Exercise details:
Exactly the lines from the opening of the data through the line containing "Expected: one point per instance of the acoustic" should be reproduced, please, with nothing added.

================

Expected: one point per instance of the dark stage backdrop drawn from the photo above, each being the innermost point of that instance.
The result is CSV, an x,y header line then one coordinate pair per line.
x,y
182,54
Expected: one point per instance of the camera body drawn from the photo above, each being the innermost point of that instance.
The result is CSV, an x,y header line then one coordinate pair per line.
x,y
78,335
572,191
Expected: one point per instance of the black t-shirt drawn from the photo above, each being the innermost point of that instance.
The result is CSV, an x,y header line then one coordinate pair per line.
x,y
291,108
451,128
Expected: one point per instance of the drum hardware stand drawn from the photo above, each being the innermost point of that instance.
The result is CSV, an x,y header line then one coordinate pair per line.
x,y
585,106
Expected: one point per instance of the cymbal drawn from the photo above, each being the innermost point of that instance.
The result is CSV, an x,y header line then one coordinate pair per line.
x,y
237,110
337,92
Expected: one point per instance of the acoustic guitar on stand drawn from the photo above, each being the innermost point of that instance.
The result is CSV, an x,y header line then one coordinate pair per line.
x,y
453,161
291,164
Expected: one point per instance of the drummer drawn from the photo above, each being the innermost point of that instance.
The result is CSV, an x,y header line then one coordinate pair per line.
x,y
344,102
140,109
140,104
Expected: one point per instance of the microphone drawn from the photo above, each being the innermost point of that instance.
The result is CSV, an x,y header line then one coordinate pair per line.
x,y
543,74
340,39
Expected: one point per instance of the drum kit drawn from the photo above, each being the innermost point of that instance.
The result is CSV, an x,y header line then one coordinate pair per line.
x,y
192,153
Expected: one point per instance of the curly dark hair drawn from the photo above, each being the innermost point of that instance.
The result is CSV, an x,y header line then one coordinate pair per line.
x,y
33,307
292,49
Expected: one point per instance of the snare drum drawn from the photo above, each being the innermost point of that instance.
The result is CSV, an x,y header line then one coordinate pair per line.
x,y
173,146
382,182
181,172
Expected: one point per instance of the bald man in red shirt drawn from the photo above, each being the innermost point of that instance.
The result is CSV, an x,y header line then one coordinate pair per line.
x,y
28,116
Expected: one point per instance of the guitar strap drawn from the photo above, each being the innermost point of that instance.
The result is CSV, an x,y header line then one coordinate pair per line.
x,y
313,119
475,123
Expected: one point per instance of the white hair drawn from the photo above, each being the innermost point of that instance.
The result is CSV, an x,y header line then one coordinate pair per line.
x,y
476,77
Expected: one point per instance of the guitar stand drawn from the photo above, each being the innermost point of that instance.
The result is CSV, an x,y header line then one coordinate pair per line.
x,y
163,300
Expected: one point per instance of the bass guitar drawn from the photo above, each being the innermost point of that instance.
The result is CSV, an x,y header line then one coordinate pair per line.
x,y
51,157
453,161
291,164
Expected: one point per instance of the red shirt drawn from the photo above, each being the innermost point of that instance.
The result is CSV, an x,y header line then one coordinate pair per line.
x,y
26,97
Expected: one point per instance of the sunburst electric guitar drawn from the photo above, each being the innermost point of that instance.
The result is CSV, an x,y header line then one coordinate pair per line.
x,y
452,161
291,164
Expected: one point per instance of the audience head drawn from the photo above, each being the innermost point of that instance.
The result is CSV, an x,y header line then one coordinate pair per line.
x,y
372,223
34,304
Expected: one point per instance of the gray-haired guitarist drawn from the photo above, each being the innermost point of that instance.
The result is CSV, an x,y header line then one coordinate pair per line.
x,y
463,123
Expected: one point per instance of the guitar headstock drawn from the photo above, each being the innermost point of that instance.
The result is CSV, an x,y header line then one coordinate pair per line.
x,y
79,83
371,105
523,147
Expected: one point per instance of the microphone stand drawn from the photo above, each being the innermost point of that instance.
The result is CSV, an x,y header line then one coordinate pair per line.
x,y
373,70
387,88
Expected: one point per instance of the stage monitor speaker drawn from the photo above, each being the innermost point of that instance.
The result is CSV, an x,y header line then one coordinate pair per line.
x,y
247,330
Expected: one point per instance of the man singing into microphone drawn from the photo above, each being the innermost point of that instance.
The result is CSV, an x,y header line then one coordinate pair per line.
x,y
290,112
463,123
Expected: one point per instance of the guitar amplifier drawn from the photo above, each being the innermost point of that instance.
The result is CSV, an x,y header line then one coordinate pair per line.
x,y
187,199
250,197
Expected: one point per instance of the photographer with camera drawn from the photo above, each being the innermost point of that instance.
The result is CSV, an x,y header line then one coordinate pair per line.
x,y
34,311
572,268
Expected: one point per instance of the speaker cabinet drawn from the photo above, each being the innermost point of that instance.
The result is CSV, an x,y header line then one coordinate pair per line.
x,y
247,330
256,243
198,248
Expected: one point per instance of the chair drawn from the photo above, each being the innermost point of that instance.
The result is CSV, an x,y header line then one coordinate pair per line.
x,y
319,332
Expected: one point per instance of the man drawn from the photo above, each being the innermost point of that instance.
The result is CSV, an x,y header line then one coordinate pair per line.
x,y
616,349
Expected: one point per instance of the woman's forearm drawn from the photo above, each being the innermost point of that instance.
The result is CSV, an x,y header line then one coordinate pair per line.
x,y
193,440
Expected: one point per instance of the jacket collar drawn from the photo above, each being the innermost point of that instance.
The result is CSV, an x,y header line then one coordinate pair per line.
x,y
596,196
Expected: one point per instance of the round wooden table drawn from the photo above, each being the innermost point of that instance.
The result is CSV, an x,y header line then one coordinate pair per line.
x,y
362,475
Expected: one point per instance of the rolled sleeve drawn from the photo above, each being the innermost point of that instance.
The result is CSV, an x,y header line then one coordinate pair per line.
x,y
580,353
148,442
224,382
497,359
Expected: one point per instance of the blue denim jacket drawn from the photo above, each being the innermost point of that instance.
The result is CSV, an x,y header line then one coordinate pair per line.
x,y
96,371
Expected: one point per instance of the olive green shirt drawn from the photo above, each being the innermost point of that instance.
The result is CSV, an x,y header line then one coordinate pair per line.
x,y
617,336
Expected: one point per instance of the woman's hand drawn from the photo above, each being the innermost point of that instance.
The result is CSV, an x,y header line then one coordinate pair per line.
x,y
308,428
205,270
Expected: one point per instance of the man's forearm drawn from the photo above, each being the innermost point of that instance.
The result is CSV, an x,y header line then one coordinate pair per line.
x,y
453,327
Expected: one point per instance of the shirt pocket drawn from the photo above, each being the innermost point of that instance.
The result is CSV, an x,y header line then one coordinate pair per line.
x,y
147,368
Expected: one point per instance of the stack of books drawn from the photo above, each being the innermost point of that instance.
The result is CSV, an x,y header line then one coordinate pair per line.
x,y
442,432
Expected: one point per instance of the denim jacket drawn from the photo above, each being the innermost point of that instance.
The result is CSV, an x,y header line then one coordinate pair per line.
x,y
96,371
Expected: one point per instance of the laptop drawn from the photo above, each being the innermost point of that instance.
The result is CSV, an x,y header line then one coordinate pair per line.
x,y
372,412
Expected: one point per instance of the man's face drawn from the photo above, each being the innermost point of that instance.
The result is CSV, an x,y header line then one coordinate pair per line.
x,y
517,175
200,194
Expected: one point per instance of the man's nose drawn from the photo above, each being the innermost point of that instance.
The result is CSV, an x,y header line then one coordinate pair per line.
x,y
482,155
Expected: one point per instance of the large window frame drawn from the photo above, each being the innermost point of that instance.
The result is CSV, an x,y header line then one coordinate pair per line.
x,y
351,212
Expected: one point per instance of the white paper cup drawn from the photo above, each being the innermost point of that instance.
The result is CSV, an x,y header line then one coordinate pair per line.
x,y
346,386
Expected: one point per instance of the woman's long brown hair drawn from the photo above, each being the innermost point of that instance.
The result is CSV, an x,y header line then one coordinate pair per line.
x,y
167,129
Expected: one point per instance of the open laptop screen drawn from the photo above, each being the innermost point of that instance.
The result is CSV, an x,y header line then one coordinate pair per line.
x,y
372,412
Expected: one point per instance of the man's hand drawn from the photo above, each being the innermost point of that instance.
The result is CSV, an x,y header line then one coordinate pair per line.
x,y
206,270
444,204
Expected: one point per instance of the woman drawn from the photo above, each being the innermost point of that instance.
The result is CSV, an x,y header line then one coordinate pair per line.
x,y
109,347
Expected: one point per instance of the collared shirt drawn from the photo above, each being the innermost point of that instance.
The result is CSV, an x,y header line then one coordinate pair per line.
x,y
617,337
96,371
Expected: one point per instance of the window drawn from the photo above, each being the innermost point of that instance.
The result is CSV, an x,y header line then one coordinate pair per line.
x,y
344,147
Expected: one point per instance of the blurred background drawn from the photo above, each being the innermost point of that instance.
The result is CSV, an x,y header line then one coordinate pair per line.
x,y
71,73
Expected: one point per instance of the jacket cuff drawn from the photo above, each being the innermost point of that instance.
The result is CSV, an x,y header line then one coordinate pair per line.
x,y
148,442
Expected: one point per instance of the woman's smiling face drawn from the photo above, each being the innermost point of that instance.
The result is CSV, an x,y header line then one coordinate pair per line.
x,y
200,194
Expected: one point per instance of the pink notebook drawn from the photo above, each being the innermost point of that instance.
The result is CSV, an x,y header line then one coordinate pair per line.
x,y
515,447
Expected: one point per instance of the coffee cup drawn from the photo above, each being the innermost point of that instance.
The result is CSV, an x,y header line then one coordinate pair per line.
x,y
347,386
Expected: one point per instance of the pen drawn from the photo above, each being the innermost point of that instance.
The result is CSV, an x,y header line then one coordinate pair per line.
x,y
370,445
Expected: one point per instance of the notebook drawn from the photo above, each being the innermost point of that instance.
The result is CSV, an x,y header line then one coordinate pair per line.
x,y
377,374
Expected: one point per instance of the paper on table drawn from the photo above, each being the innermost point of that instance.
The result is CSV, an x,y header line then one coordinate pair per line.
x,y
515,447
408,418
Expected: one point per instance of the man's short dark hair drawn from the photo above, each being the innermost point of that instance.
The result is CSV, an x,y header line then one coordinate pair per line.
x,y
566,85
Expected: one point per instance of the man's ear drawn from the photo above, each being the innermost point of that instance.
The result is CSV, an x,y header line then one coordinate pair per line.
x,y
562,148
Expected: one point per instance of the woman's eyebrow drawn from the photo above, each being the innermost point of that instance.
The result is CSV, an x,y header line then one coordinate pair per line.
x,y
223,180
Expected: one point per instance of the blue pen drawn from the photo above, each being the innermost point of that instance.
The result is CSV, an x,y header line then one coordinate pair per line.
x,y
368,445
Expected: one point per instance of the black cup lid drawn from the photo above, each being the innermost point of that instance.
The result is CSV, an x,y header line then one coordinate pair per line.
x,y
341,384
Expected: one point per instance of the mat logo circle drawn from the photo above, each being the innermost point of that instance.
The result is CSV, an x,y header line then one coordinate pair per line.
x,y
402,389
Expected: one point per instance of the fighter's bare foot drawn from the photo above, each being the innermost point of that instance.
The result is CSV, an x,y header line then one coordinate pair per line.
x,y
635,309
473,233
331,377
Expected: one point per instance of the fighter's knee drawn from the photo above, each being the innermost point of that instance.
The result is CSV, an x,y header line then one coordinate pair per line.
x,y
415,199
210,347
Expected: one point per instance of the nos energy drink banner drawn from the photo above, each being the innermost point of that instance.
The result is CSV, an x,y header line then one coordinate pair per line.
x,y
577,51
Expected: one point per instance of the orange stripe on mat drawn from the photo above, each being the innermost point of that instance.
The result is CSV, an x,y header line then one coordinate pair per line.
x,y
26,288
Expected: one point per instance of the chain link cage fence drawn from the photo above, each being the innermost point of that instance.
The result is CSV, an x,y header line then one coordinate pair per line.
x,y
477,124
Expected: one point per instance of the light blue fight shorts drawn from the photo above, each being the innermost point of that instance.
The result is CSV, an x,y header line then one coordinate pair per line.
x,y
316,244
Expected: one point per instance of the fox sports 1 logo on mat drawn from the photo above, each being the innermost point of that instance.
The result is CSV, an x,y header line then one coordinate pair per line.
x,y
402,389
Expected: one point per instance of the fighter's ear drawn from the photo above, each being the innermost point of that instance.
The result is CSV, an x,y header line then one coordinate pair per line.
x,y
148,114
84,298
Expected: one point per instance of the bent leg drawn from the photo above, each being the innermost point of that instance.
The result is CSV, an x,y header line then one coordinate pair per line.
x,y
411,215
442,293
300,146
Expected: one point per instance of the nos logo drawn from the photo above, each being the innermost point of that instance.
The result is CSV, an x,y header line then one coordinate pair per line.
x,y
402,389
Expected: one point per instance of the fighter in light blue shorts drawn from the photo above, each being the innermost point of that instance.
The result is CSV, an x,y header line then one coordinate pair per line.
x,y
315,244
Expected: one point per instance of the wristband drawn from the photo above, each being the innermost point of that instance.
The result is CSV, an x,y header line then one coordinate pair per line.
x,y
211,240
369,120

================

Task answer:
Expected: one point per instance of the dark stage backdrop drawn from the photo above, each being the innermost point of that instance.
The result is CSV, an x,y header line then one coordinate pair per line.
x,y
182,54
Expected: one point per instance of the camera body drawn from the photo above, each being the innermost point of that instance.
The result is CSV, an x,y header line then one coordinate pair per line.
x,y
78,335
572,191
Expected: one point per instance of the black t-shirt drawn from the photo above, each being the innermost point of that instance.
The result is CSV, an x,y header line then one coordinate pair per line.
x,y
291,108
451,128
Expected: one point per instance of the drum hardware stand drawn from the photo above, each being the innermost point of that instance.
The result is CSV, an x,y header line then one coordinate pair per line.
x,y
585,106
Expected: one point per instance of the cymbal drawn from the photo above, each being the innermost point of that instance.
The result is CSV, an x,y header line then one coordinate pair per line.
x,y
237,110
337,92
Expected: one point per instance of the acoustic guitar on stand drawn from the photo above, each being the innermost point of that instance.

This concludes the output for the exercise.